WHAT IS ASKED: Transcribe each record below word for word.

[Records from a dataset]
____
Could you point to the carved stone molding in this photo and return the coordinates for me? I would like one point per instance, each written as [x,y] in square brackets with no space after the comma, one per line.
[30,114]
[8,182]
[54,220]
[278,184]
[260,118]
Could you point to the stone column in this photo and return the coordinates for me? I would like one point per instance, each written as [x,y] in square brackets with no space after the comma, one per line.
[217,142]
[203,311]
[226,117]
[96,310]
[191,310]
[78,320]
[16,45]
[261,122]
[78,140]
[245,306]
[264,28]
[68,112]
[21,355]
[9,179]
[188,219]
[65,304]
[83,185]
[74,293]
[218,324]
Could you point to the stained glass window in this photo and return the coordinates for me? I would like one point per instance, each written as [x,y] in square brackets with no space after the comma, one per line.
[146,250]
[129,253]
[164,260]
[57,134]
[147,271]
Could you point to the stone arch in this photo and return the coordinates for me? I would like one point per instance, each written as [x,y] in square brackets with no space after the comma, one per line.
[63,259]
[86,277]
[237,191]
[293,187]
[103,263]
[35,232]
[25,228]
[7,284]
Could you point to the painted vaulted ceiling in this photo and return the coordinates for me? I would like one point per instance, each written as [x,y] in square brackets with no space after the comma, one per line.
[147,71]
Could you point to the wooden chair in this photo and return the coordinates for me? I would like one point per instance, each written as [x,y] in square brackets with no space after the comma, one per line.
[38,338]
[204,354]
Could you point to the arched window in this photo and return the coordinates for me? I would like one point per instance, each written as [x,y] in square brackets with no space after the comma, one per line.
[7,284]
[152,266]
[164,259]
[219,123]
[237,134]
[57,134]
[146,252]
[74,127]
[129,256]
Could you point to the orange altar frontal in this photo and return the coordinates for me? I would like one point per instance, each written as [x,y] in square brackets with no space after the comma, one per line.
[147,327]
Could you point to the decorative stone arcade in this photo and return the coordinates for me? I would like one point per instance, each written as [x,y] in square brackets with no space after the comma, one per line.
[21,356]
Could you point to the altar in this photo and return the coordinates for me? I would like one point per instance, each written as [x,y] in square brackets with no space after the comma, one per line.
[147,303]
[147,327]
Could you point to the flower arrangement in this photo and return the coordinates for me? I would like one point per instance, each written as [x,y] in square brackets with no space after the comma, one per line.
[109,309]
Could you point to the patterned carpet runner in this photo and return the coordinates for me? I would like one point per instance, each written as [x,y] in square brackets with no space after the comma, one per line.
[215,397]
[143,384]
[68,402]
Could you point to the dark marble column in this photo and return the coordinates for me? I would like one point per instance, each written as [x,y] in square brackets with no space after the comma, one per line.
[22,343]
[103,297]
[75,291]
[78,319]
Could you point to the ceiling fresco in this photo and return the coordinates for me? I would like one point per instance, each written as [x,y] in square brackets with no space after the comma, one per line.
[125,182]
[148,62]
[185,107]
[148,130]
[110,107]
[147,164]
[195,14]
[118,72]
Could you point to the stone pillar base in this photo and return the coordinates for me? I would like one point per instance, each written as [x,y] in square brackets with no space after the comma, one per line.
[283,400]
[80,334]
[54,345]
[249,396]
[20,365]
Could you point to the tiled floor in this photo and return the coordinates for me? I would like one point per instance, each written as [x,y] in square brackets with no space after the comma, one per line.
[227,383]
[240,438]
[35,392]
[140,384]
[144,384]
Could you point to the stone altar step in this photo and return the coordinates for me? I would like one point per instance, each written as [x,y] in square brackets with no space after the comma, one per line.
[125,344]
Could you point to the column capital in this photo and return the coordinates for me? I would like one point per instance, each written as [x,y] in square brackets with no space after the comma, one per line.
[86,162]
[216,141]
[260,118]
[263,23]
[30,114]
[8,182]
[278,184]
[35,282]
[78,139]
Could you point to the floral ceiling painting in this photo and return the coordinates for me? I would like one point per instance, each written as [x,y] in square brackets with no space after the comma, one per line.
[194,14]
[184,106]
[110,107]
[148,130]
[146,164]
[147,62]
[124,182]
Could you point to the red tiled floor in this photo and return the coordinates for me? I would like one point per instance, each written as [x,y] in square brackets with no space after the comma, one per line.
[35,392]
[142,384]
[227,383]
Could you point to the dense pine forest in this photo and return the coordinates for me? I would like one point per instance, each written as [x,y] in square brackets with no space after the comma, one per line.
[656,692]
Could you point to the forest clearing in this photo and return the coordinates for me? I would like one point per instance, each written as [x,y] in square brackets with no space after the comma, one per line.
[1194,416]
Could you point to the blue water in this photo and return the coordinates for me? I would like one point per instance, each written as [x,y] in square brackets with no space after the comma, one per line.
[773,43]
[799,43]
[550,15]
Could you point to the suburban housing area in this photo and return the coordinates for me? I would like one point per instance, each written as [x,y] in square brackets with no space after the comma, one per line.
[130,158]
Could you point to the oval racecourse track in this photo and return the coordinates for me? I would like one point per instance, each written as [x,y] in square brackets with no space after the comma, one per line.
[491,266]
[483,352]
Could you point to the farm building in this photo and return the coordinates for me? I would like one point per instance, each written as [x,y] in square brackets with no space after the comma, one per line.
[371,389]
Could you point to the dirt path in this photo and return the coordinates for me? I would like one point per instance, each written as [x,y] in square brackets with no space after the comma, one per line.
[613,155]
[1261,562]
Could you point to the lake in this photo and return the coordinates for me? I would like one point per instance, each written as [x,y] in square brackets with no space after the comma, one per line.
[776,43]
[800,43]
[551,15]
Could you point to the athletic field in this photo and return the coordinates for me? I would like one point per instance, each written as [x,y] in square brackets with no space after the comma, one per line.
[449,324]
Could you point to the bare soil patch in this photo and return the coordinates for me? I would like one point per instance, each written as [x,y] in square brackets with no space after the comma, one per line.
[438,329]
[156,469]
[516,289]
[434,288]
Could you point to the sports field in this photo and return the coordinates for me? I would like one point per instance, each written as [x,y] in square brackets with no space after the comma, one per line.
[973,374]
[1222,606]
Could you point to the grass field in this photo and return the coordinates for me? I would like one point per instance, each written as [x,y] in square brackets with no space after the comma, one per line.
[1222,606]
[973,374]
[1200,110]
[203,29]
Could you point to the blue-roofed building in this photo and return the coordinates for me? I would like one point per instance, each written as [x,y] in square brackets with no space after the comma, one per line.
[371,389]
____
SOLUTION TO THIS PROBLEM:
Could you point to the carved stone molding in this photo and return the coordinates for me? I would like one point per instance, each written as [x,y] in square brackets with no space after the comma, one per line.
[30,114]
[8,182]
[54,220]
[278,184]
[260,118]
Could you point to the stone column in this photo and return the coordinates for me? I would like one point per instance, each written as [x,y] in square brackets with no space after the comma, one per line.
[217,142]
[203,311]
[226,117]
[96,310]
[191,310]
[78,320]
[16,45]
[261,122]
[78,140]
[245,306]
[264,28]
[68,112]
[21,355]
[9,179]
[188,219]
[65,304]
[83,185]
[74,293]
[218,324]
Could you point to the stained glass window in this photo and return the coordinates for me? I would like one point per instance, each written as [x,y] in square brackets with no space after the comma, one per line.
[146,250]
[129,253]
[164,260]
[57,134]
[147,271]
Could you point to the stone arch in this photo and return the coordinates for me? I would like one point per instance, each written as [x,y] in square brackets with no space after the comma, one per line.
[63,259]
[86,277]
[237,191]
[293,187]
[103,263]
[35,232]
[25,228]
[7,284]
Could you point to the painted vaulted ceiling in this photo and return the coordinates for me? I would like one point per instance, each written as [x,y] in square brackets with no space after the comma, one per line.
[147,71]
Could you point to the wooden chair in this photo and return the coordinates for me? I would like one point per instance, each written as [x,y] in square brackets with no space after the comma, one per line.
[38,338]
[204,354]
Could you point to the arched window in this photo and return the coordinates for me? I would like one point per instance, each written as [x,y] in square brackets with no space after the comma, one per line.
[7,284]
[152,266]
[164,259]
[219,123]
[237,134]
[57,134]
[146,252]
[74,127]
[129,256]
Could you point to the orange altar frontal in this photo and return the coordinates for me? I would like one point per instance, each written as [x,y] in square brackets with no space after the comma, one per line.
[147,327]
Could you point to the decorative stone arcade in this photo and return the coordinates for me? I would like one point per instance, each written as [x,y] in square brackets with no space after the comma, one per line.
[21,356]
Could you point to the altar in this photo and return the coordinates for me? I would like one point per instance, each written as [x,y] in square brackets with no space after the comma, one per line.
[147,303]
[147,327]
Could you point to the flower arrangement in this photo and return the coordinates for me? I would like one point per instance, each written as [x,y] in square brackets with no space after the comma, one per line.
[109,309]
Could you point to the patterned carpet runner in this photo and return the coordinates for me? I would like one point per instance, each written as [x,y] in square brackets with no space after the comma, one per line.
[215,397]
[143,384]
[68,402]
Could you point to the dark marble column in this photo and return the coordinates for me? I would like one point per instance, each written as [x,y] in square brackets with no space after the comma, one per line.
[22,343]
[103,297]
[75,291]
[78,319]
Could you point to the ceiling fresco in this photo and return the coordinates for me? I would like one point per instance, each written as [x,y] in square brackets with no space after the comma, one per line.
[125,182]
[148,62]
[185,107]
[148,130]
[110,107]
[147,164]
[195,14]
[118,72]
Could you point to the stone pillar base in this photo and return the coordinates for me? I would like one point per instance, each written as [x,y] in square brackets with no space after the comma, one per line.
[283,400]
[80,334]
[54,345]
[249,396]
[20,365]
Could you point to the tiled floor in this photo and return the coordinates for me? I would like one point per instance, each written as [x,y] in square brackets with no space after the comma, one per line.
[227,383]
[240,438]
[35,392]
[140,384]
[144,384]
Could you point to the stone altar step in this photo and return the coordinates for me? I would like one point per instance, each written as [x,y] in square brackets with no space after the comma, one per line.
[125,344]
Could you point to the column capital in this photo and return the coordinates for me? I would like one point per instance, each written as [x,y] in square brackets with no space after the comma, one per line.
[86,162]
[216,141]
[260,118]
[263,23]
[30,114]
[8,182]
[278,184]
[35,282]
[78,139]
Could you point to the floral ceiling painting in this photo and return the coordinates for me? I would like one point per instance, each written as [x,y] in square brackets with no space after the comma, one per line.
[194,14]
[184,106]
[110,107]
[148,130]
[146,164]
[147,62]
[124,182]
Could you point to the red tiled floor in this photo and return the coordinates for me? I would like one point per instance, each written as [x,y] in square brackets with no space after the comma, one per line.
[35,392]
[142,384]
[227,383]
Could you point to the dense pine forest in this photo and return the coordinates for me? I would like one point per instance, each written as [x,y] in square brackets with no space after the comma, one per line.
[656,692]
Could you point to the forest clearing in this photo and return the coordinates for me? I would like one point per instance, each written as [x,y] in square brackets with no space after the comma, one per line.
[1194,416]
Could you point to the blue water in this photo and return the coordinates for me? I would like one point per instance, each written as [x,y] in square brackets with no space after the comma, one per line.
[773,43]
[799,43]
[550,15]
Could you point to the suburban housing area in this photo and return the coordinates for me? I would like one point per instance, each written as [x,y] in square brackets with no space after the comma, one per line.
[130,158]
Could you point to the oval racecourse track in this photo and return the coordinates for me? I would like one point per instance, each written as [x,y] in square brackets with no space after the comma, one per line.
[491,266]
[483,352]
Could you point to the farm building in this photo and return the coordinates for me? I would like one point per instance, each written as [x,y] in square brackets with no space after the comma, one per line.
[371,389]
Could you point to the dirt path in this photo and return the coordinates for me? I would like one point per instance, each written as [x,y] in square brackets with no space after the comma, one per line.
[613,155]
[1261,562]
Could you point to the lake in this photo and return the coordinates for me? I would like one point per instance, each written as [x,y] in square brackets with no space after the comma, one per line.
[776,43]
[800,43]
[551,15]
Could you point to the athletic field in this photo and return the coordinates for me? I would like one point per instance, each written as [x,y] in square brackets with no space after the comma, one per line.
[449,324]
Could you point to the bare soil patch in this photo and return the coordinates for me? I would like one point per instance, each written as [x,y] in square brackets with no space after the comma, one per line.
[438,329]
[156,469]
[516,289]
[434,288]
Could you point to the sports field in this photo and return the coordinates for me? I would like one point per instance, each written as [x,y] in square brackets with no space after the comma, one per line.
[973,374]
[1222,606]
Could you point to the grass field in this photo and return the coordinates for me? I would like one point per instance, each written as [x,y] in square brackets with no space after the comma, one per line.
[1222,606]
[973,374]
[1200,110]
[203,29]
Could you point to the blue-roofed building in this photo and return the coordinates for me? I would like one point per instance, each written as [x,y] in square brackets with no space after the comma, one per line.
[371,389]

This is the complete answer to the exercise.